Passage provided
++++

1

At the moment df.sort_values in dask only accept sorting by 1 column.

I have a large file that have this structure

input data

I don't know how to sort the data by first the integer column and then the date like

  • 2000-01-01 ; 43000
  • 2000-01-02 ; 43000
  • 2000-01-01 ; 25000
  • 2000-01-02 ; 25000

I think that creating a combined column and sort it will be the best option. The problem is that I don't know how to create a column that accomplish this.Maybe there is another option to do this without creating a combined column in Dask...

Thanks!

++++

Records
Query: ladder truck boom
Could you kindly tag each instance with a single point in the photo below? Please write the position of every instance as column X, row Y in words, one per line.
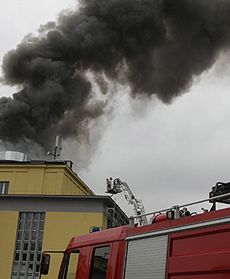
column 176, row 245
column 118, row 186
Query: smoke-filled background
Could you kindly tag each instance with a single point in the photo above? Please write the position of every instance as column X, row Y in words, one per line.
column 103, row 74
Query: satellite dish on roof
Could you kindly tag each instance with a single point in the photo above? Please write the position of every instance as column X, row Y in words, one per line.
column 57, row 148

++++

Carry on the forum post about sorting a Dask dataframe by two columns, starting after its final line.

lsgrep
  • 33
  • 3

1 Answers1

0

Assuming d['col1'] is datetime-type, and d['col2'] is int-type:

import struct
import numpy as np

# create a timedelta with days resolution as int
d['col1_int'] = ((d['col1_dt'] -
                  d['col1_dt'].min())/np.timedelta64(1,'D')
                ).astype(int)

d['sort_col'] = d.apply(lambda r: struct.pack("ll",r.col1_int,r.col2))
d = d.set_index('sort_col')
d = d.map_partitions(lambda x: x.sort_index())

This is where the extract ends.